Records from a data source:
┄┄┄┄┄┄┄┄┄┄┄┄┄┄┄┄┄┄┄┄

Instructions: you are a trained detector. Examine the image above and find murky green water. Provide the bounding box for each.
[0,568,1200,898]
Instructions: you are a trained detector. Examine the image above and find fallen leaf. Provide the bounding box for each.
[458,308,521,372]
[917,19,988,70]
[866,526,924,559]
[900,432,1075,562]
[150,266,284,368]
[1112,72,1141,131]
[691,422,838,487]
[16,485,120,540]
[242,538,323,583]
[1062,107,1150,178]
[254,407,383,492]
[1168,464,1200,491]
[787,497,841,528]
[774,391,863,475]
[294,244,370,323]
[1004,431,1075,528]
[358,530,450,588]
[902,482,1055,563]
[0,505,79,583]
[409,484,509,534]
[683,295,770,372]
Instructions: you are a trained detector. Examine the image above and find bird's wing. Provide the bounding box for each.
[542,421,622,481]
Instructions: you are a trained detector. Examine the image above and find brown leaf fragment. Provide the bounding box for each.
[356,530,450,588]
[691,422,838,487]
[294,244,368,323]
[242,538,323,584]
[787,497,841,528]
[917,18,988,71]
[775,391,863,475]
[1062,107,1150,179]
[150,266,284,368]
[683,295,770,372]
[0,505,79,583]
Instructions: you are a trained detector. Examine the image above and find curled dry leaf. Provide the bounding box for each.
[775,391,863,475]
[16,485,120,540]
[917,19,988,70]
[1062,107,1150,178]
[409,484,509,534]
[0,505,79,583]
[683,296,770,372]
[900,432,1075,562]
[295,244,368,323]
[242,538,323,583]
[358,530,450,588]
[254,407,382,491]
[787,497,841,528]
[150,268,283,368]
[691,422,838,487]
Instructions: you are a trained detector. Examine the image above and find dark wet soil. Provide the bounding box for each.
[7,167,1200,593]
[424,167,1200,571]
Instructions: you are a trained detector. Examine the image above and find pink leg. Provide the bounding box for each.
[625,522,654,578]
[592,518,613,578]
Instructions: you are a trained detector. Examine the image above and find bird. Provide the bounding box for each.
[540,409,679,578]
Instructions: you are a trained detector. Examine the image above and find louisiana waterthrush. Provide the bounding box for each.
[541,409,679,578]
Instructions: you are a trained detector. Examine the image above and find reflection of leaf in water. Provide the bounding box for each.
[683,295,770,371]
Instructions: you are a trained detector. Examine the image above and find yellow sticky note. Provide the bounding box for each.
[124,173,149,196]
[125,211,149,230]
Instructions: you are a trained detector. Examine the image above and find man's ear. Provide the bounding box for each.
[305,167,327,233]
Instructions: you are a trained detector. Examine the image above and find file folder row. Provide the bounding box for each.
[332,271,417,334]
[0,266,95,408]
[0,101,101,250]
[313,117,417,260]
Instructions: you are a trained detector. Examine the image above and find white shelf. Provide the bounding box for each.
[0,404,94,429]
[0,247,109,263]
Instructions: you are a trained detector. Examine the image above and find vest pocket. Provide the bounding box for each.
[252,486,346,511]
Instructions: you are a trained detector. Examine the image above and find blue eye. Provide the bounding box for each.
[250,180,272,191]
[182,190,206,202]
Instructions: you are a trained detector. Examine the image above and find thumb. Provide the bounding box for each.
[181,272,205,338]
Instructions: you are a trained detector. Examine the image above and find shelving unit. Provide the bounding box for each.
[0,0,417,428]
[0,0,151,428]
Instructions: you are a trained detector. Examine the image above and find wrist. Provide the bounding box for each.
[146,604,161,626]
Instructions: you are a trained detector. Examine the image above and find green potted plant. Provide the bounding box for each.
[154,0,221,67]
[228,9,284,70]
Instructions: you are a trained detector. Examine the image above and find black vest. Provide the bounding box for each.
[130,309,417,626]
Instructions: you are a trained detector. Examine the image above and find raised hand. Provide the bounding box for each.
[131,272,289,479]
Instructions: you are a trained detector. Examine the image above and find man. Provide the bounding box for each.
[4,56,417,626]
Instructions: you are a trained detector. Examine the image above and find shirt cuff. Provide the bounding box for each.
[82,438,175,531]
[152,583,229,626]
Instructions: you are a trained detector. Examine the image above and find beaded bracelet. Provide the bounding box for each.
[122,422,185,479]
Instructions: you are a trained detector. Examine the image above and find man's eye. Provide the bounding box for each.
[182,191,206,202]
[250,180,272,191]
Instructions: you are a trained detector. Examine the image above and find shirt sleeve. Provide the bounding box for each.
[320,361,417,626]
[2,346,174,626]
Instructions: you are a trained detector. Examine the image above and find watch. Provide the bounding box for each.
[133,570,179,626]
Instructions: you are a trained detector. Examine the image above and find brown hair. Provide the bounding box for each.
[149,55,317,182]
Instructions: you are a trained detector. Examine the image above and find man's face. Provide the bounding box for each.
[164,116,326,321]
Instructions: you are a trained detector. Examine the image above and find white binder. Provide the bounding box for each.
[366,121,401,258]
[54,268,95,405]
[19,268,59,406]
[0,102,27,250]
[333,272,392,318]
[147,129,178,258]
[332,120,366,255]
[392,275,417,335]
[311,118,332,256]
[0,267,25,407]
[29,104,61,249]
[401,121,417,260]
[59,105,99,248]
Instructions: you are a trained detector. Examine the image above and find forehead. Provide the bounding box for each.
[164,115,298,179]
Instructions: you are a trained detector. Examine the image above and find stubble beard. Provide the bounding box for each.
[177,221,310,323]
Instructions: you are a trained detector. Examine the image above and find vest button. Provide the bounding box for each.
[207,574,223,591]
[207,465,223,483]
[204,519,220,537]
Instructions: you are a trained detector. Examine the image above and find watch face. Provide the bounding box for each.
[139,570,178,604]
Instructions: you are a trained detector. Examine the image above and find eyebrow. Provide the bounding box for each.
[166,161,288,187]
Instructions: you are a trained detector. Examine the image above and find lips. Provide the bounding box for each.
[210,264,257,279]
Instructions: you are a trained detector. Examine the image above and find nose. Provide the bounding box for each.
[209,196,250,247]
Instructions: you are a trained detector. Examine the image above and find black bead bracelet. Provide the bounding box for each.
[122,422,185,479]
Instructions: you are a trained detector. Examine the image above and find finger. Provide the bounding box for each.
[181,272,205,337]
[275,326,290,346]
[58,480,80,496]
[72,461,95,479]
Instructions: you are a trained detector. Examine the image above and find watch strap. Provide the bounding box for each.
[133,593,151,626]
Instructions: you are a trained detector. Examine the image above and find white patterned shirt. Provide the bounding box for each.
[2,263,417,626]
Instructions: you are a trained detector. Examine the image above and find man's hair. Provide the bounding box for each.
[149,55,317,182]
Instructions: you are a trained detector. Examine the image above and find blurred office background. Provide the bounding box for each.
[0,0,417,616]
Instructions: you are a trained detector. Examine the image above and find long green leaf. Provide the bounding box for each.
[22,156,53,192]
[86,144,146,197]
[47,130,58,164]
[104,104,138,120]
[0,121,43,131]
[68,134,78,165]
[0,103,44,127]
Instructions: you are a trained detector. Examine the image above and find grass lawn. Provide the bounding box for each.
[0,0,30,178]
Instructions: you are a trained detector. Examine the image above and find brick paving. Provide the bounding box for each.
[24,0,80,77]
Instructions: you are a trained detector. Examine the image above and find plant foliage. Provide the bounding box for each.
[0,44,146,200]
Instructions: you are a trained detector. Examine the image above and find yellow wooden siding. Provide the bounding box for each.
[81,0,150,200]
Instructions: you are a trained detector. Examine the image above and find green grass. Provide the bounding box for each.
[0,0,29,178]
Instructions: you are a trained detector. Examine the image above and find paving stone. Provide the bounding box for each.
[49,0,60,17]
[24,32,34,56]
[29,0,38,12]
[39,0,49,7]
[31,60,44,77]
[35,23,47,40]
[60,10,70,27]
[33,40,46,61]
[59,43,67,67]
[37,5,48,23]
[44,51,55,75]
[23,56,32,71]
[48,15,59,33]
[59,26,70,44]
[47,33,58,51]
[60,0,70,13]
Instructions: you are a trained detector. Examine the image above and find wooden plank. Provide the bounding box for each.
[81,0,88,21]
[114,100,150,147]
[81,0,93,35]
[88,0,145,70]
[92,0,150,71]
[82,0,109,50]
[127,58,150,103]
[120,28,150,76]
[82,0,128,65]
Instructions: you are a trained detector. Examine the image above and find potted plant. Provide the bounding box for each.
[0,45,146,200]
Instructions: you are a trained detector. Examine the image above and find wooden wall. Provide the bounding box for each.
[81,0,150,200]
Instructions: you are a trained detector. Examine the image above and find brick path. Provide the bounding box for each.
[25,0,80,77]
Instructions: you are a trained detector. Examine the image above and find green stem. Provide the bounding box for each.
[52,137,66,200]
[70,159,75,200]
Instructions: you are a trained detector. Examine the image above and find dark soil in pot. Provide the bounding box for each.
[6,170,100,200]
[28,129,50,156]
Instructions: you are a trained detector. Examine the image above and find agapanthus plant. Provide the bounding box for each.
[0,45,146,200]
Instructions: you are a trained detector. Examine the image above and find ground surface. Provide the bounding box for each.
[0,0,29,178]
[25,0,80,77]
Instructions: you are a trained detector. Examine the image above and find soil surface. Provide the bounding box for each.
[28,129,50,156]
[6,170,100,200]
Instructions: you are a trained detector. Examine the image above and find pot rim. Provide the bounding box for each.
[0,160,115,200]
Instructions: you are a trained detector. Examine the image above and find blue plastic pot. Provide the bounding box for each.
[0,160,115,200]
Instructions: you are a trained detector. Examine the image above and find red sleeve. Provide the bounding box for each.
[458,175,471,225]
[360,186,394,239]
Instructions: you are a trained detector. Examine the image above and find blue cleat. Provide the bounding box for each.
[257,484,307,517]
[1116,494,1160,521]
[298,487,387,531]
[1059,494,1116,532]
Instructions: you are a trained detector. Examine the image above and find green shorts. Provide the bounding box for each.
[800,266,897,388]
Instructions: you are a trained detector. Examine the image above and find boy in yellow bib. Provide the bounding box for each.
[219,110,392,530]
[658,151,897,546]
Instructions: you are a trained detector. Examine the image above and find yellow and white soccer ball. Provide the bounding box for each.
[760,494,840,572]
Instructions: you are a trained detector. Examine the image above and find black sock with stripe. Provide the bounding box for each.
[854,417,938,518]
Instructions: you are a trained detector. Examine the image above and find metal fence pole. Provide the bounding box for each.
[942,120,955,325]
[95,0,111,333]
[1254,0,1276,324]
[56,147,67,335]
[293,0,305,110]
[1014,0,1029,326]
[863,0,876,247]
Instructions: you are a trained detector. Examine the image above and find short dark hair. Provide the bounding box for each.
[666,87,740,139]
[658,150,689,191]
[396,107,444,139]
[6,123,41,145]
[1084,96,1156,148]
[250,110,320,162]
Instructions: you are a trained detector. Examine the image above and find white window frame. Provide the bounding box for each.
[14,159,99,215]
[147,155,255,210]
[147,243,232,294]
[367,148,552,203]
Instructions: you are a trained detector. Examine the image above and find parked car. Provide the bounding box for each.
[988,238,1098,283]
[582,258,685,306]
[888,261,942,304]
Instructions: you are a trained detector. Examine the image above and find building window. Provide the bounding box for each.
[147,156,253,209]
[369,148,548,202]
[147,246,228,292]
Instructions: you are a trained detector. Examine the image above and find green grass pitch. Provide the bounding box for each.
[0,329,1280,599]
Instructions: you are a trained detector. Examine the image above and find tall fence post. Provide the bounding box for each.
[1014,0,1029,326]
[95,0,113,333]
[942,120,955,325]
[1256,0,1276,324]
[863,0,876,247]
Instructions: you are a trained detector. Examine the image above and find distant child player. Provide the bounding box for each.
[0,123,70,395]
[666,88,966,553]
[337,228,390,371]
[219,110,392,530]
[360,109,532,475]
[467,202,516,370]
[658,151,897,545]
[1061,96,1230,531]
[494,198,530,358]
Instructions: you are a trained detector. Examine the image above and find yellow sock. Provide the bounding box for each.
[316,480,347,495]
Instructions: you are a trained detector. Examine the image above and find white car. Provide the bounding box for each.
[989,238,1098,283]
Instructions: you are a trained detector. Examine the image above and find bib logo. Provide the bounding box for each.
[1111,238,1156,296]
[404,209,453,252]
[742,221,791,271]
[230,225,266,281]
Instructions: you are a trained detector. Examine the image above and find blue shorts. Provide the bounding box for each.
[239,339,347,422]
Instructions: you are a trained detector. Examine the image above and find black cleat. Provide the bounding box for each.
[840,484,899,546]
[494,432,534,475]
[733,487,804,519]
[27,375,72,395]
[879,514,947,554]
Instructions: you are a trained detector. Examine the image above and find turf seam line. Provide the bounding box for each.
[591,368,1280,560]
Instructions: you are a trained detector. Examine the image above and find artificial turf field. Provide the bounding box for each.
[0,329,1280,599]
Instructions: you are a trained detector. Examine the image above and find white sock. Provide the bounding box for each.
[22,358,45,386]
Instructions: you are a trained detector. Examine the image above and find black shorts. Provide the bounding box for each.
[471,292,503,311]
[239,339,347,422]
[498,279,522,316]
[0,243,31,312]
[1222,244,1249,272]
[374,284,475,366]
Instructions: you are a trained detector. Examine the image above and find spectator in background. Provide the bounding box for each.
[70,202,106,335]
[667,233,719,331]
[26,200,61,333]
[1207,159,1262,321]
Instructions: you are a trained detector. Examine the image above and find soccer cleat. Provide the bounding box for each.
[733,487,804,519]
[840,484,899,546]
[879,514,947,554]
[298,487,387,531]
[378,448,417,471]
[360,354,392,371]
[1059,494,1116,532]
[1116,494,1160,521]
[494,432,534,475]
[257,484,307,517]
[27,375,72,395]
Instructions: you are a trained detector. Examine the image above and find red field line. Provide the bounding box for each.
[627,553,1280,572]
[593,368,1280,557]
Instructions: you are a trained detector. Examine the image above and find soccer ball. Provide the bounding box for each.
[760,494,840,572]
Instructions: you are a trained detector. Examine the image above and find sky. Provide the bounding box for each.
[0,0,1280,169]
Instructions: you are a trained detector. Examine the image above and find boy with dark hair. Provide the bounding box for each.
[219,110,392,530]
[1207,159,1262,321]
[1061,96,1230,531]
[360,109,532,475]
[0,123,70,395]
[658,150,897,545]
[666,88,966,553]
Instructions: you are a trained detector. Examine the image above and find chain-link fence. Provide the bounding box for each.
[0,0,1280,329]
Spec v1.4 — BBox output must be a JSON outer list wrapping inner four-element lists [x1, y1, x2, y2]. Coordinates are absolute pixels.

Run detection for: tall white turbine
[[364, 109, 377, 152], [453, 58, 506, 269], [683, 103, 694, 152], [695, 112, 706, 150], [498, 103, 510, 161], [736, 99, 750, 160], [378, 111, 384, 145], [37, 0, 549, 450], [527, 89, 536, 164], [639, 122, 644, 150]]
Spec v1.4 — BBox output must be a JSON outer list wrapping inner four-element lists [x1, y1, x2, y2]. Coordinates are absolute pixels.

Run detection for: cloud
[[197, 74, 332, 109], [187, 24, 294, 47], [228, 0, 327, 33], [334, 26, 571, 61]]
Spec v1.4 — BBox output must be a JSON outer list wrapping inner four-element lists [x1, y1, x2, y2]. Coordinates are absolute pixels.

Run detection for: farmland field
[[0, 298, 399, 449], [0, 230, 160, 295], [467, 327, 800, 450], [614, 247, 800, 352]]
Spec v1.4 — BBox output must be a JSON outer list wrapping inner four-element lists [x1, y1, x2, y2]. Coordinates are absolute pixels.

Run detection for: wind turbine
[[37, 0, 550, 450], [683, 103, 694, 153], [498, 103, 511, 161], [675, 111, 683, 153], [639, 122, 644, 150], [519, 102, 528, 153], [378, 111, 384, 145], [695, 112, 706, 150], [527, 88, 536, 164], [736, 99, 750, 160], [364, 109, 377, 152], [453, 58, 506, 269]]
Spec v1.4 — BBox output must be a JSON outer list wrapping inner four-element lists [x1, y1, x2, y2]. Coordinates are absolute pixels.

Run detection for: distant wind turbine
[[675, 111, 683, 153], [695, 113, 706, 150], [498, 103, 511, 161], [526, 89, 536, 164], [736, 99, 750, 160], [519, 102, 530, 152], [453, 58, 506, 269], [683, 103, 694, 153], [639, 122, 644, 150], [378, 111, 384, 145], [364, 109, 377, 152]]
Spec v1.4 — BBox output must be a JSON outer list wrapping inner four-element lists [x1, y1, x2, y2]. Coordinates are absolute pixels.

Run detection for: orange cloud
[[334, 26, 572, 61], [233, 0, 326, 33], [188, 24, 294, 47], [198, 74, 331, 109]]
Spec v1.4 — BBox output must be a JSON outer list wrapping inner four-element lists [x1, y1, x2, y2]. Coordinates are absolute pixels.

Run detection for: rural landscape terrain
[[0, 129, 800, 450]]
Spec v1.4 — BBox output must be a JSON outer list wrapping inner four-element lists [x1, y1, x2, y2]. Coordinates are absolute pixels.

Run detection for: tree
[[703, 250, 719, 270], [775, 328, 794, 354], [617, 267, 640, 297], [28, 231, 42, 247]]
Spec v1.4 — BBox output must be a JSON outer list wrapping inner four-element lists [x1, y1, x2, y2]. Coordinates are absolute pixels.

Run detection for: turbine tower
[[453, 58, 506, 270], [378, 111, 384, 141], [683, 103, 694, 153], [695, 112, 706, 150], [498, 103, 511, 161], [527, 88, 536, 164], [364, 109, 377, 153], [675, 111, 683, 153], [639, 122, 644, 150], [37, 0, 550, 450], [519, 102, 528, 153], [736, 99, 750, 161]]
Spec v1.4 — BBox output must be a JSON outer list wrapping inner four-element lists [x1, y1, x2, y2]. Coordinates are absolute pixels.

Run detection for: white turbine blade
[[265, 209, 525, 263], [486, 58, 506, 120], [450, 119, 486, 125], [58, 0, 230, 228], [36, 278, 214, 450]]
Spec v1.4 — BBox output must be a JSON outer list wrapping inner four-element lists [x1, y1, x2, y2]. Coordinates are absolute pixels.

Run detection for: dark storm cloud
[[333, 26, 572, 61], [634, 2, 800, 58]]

┄┄┄┄┄┄┄┄┄┄┄┄┄┄┄┄┄┄┄┄

• Goal: Please rewrite the lines from the one that has "thumb. Provide the bounding box for each." through the one that has "[0,0,151,428]", renaming "shelving unit" to "bookcase" and leaving everything else unchanged.

• Task output:
Instructions: you are a trained detector. Examine the image above and find thumb. Provide the bounding box for each.
[181,272,205,338]
Instructions: you are a trained detector. Examine the image above and find bookcase. Provide the bounding box for each.
[0,0,417,428]
[0,0,151,428]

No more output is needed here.